- **EXERCISE INPUTS**
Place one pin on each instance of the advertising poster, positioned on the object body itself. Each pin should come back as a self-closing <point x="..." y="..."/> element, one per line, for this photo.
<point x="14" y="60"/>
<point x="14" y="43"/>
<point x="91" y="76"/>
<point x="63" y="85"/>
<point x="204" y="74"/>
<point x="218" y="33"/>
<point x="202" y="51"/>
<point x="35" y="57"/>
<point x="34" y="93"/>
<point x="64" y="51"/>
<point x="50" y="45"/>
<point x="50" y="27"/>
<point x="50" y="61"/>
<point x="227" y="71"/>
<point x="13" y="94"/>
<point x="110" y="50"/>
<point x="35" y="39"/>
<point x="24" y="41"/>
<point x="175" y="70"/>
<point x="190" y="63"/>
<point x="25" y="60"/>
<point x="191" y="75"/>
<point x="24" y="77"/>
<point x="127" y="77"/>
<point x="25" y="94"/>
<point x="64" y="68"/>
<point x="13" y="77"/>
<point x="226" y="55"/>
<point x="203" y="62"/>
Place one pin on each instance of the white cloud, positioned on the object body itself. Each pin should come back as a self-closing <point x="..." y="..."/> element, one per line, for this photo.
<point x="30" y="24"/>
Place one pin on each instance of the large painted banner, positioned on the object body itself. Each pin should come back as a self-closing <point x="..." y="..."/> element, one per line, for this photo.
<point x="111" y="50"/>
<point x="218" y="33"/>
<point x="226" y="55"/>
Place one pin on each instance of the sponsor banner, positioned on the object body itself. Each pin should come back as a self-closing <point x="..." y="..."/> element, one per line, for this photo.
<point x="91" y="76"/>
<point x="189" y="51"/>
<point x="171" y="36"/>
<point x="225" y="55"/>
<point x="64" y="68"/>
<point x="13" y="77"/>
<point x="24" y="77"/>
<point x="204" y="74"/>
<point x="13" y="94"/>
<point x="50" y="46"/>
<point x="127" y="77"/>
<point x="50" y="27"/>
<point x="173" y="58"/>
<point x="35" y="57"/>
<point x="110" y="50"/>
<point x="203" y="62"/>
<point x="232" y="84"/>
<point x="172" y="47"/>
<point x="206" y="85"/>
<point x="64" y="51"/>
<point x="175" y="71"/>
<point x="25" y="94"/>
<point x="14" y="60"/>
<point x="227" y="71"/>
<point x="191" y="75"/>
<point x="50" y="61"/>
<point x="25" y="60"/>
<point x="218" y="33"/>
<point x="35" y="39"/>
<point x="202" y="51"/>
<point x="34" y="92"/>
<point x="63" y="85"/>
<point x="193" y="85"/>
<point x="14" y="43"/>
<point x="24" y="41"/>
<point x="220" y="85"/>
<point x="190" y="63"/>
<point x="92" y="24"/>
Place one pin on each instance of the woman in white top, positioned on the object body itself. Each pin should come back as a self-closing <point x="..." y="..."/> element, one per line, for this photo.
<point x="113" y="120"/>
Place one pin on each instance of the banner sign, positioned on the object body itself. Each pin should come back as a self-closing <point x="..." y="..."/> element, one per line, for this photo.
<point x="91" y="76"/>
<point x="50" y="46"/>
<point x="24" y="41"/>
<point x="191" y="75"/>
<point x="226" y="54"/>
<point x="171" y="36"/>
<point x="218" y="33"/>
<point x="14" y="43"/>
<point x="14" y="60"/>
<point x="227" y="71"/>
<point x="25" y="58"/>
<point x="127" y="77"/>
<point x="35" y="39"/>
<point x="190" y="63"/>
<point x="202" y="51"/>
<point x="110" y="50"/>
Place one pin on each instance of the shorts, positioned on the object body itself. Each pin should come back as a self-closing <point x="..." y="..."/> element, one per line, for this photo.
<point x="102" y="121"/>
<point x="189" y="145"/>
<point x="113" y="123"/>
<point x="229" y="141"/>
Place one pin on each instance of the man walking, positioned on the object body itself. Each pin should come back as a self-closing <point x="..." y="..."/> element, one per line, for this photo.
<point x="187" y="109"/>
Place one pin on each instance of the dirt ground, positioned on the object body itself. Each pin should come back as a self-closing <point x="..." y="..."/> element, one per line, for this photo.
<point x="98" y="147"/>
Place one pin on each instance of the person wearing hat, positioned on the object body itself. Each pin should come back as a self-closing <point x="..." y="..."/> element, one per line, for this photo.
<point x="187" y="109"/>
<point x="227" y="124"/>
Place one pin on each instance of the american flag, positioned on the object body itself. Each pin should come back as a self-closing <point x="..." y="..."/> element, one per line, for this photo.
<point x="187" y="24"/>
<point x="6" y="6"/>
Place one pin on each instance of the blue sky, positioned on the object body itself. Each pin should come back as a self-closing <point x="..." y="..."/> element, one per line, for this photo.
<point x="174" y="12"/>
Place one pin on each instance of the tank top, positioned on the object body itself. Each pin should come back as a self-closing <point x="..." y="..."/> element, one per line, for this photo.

- **TASK DESCRIPTION**
Add 116 to every x and y coordinate in the answer points and reproduce every other line unchanged. Do this only for the material starting at the line that contains "Place one pin on each instance of the dirt" and ending at the last line of the material.

- **SOLUTION TO THIS PROBLEM**
Place one pin on each instance of the dirt ground, positioned on the object body itself. Each pin should come back as a self-closing <point x="..." y="..."/> element, one per line, for this photo.
<point x="214" y="263"/>
Place one pin on each instance of the person wearing hat, positioned on the object body itself. Each pin should come back as a self-closing <point x="..." y="..."/> element, one per line, for this photo.
<point x="303" y="225"/>
<point x="343" y="240"/>
Place one pin on each instance of the american flag, positioned on the object body itself. Each pin should come back as a self-closing <point x="..." y="..."/> element, one per line, for this photo.
<point x="303" y="140"/>
<point x="122" y="122"/>
Place one pin on each instance of the blue sky, positioned on the object body itself. Each pin should come back as a self-closing <point x="..." y="..."/> element, one per line, for this photo.
<point x="290" y="128"/>
Place one pin on each instance of the tank top, positioned on the object body itself. Each pin should come back as a self-closing <point x="..." y="..."/> element, one per line, for this photo.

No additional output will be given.